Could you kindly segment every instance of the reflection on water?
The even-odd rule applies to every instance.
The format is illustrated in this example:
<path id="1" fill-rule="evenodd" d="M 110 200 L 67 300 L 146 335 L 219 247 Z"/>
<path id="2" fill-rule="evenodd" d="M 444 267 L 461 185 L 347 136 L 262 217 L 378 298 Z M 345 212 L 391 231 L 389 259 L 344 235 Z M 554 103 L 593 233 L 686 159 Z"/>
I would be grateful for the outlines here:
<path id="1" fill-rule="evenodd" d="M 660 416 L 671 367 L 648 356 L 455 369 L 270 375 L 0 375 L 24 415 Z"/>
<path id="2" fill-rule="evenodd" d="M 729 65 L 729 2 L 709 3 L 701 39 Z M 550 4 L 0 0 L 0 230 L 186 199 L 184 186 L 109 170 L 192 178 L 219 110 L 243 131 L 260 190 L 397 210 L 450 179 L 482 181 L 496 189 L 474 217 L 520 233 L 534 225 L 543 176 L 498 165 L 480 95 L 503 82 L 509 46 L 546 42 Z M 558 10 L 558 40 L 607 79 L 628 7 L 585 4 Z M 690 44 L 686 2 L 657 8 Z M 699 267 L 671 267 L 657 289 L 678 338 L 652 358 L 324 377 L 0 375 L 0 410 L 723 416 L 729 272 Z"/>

##############################

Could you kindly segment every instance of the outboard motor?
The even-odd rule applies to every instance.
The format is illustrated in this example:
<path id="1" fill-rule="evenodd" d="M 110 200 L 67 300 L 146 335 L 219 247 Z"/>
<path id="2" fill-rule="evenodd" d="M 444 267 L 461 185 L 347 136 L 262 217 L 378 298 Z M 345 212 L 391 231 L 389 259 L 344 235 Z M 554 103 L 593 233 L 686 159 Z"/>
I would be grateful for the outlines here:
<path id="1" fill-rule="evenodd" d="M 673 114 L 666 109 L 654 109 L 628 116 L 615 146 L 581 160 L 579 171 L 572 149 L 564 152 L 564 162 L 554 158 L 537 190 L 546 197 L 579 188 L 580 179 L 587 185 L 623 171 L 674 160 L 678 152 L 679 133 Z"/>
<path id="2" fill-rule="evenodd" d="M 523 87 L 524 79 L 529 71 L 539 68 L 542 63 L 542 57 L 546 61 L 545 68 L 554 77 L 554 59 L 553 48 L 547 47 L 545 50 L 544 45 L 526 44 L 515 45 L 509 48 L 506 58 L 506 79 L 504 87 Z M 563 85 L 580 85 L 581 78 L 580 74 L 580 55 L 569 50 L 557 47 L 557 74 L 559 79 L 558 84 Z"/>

##############################

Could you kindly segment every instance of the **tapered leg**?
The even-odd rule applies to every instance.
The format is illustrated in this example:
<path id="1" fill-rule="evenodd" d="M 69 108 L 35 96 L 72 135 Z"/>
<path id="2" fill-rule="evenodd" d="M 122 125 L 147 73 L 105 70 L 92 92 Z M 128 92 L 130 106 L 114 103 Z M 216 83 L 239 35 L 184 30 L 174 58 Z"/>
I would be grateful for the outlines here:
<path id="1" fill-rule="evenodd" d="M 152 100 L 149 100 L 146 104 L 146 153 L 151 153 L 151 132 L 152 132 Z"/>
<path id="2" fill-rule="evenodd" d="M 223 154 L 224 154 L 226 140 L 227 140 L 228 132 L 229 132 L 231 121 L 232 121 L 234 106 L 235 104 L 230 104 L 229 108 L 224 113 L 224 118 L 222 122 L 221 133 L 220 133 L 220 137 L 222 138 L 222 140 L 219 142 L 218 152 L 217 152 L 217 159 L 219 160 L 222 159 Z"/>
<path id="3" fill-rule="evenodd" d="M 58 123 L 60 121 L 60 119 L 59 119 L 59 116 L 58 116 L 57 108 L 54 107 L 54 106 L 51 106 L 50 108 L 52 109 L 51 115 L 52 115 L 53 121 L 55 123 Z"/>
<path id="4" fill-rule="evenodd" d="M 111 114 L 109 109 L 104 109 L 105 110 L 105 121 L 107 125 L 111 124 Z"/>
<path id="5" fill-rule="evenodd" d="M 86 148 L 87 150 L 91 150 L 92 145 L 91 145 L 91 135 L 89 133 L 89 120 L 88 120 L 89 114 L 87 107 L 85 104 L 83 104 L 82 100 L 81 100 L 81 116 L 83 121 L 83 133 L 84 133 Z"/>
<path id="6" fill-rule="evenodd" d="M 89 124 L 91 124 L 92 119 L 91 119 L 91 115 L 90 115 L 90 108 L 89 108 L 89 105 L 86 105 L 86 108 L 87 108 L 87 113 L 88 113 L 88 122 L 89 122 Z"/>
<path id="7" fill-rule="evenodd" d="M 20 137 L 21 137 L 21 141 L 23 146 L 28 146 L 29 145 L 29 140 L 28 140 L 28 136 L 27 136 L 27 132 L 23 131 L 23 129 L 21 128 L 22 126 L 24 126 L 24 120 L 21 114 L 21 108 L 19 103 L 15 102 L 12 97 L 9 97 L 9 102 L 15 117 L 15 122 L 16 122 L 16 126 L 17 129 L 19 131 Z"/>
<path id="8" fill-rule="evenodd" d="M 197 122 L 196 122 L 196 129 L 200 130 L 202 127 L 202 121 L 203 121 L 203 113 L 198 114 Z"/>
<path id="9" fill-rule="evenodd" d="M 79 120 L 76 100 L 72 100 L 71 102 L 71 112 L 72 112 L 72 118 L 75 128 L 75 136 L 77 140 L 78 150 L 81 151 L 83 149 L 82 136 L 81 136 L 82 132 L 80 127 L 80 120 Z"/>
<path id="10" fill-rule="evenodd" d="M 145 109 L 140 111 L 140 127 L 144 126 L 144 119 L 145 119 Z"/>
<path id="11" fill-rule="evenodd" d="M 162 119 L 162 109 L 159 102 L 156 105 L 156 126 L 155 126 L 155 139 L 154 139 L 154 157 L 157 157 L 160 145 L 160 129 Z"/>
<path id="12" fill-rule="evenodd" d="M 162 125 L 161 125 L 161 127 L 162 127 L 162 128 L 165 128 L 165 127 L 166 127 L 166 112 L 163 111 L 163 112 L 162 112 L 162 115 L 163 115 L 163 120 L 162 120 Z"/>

##############################

◆ Exercise prompt ◆
Reproduce verbatim the lines of the records from the line containing "Could you kindly segment every instance of the **tapered" through the line containing "111 114 L 109", both lines included.

◆ Problem solution ◆
Could you kindly segment every instance of the **tapered leg**?
The even-odd rule applies to every instance.
The format is illustrated in this example:
<path id="1" fill-rule="evenodd" d="M 69 108 L 35 96 L 72 135 Z"/>
<path id="2" fill-rule="evenodd" d="M 122 125 L 147 73 L 105 70 L 92 92 Z M 128 92 L 130 106 L 114 103 Z M 216 83 L 239 35 L 184 30 L 174 58 Z"/>
I would be grateful for the outlines here:
<path id="1" fill-rule="evenodd" d="M 152 100 L 149 100 L 146 104 L 146 153 L 151 153 L 151 132 L 152 132 Z"/>
<path id="2" fill-rule="evenodd" d="M 223 154 L 224 154 L 226 140 L 227 140 L 228 132 L 229 132 L 231 121 L 232 121 L 234 106 L 235 104 L 230 104 L 229 108 L 224 113 L 224 118 L 222 122 L 221 133 L 220 133 L 220 137 L 222 138 L 222 140 L 219 142 L 218 152 L 217 152 L 217 159 L 219 160 L 222 159 Z"/>
<path id="3" fill-rule="evenodd" d="M 58 123 L 60 121 L 60 119 L 59 119 L 59 116 L 58 116 L 57 108 L 54 107 L 54 106 L 51 106 L 50 108 L 52 109 L 51 115 L 52 115 L 53 121 L 55 123 Z"/>
<path id="4" fill-rule="evenodd" d="M 111 114 L 109 109 L 104 109 L 105 110 L 105 121 L 107 125 L 111 124 Z"/>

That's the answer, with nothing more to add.